■ TASK OBJECTIVE
Every line of the entries below that mentions "spire" is to be copied out.

Saved entries
——————————
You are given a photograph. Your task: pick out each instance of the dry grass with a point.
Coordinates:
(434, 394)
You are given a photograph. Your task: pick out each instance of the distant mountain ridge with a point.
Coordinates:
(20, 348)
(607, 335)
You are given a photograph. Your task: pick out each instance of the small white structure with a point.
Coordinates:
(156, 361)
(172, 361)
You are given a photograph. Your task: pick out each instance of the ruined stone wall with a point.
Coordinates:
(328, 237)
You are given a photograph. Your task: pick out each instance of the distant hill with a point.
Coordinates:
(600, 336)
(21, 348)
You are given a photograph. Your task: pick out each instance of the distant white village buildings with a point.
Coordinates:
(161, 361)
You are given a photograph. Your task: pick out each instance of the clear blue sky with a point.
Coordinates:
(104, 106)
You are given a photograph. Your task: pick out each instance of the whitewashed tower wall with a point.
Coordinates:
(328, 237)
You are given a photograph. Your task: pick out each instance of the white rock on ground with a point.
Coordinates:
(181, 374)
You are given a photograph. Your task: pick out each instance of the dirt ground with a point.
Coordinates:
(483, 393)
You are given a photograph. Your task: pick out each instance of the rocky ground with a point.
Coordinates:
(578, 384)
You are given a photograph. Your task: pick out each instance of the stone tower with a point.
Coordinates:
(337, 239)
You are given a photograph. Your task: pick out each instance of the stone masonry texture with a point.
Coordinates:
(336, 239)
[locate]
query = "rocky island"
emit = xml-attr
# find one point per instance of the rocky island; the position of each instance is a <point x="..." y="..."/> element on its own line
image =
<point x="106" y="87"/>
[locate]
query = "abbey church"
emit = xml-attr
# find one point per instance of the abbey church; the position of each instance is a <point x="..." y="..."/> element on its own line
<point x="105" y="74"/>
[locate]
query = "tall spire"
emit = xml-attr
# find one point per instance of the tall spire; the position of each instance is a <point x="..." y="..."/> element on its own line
——————————
■ EXERCISE OUTPUT
query = "tall spire"
# find one point per instance of the tall spire; the position of each instance is a <point x="..." y="..."/> element on its own line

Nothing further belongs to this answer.